**DESCRIPTION OF THE TASK:**
Find the line that contains "Expected: one pin per instance of the blurred" and print it and every line after it, exactly, please.

Source data
START
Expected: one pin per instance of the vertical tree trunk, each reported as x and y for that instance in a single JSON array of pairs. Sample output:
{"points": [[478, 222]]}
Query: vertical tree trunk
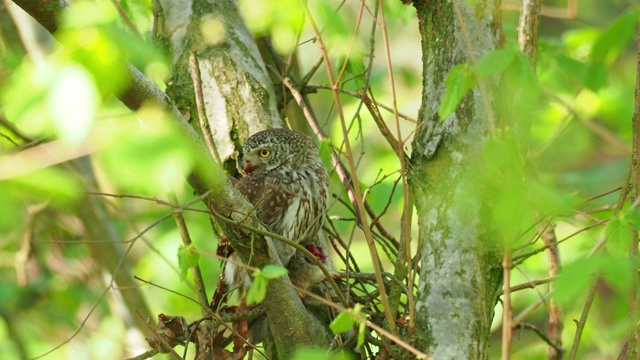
{"points": [[460, 276], [238, 101]]}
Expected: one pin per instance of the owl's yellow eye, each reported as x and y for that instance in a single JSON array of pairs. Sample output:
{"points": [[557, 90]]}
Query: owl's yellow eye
{"points": [[264, 152]]}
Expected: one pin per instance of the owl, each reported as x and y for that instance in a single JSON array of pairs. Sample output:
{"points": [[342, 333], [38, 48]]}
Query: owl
{"points": [[287, 184]]}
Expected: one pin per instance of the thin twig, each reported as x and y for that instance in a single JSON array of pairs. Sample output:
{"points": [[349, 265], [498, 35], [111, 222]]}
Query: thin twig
{"points": [[554, 327], [632, 297], [359, 96], [506, 306], [583, 317], [186, 240], [556, 346], [375, 259]]}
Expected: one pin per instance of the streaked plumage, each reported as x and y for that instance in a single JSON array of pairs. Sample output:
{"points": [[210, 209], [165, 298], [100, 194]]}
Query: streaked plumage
{"points": [[288, 186]]}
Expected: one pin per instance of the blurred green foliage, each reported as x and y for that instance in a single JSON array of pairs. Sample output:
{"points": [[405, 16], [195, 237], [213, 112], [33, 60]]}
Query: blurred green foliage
{"points": [[577, 108]]}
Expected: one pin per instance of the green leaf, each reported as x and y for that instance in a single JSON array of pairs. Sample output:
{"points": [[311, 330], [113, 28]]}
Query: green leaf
{"points": [[523, 71], [619, 235], [343, 322], [494, 62], [594, 76], [318, 354], [273, 272], [187, 259], [356, 71], [362, 330], [616, 38], [148, 156], [459, 81], [258, 289], [633, 217], [72, 102], [574, 280], [618, 272], [324, 151]]}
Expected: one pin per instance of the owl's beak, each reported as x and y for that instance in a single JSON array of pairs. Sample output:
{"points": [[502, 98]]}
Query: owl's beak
END
**RESULT OF THE EXERCISE:**
Expected: one pin per instance of the blurred green foliage, each reported as x and y for that instance in a single JSON array of pairs. Sample output:
{"points": [[405, 16], [195, 237], [213, 112], [33, 60]]}
Query: blurred green foliage
{"points": [[577, 108]]}
Expected: one pin per instance of the green leaf, each reported as x and y for that instance in a single JSON array of pairs. Sample output:
{"points": [[311, 330], [113, 28]]}
Query: green leaf
{"points": [[523, 71], [619, 235], [343, 322], [494, 62], [594, 76], [318, 354], [273, 272], [187, 259], [356, 71], [362, 330], [616, 38], [148, 156], [459, 81], [258, 289], [633, 217], [72, 102], [574, 280], [618, 272], [324, 151]]}
Expected: one pin per instance of the owl's beak, each reported as x and y for that instance in a single JSON array of pairs. Sample output:
{"points": [[502, 98]]}
Query: owl's beak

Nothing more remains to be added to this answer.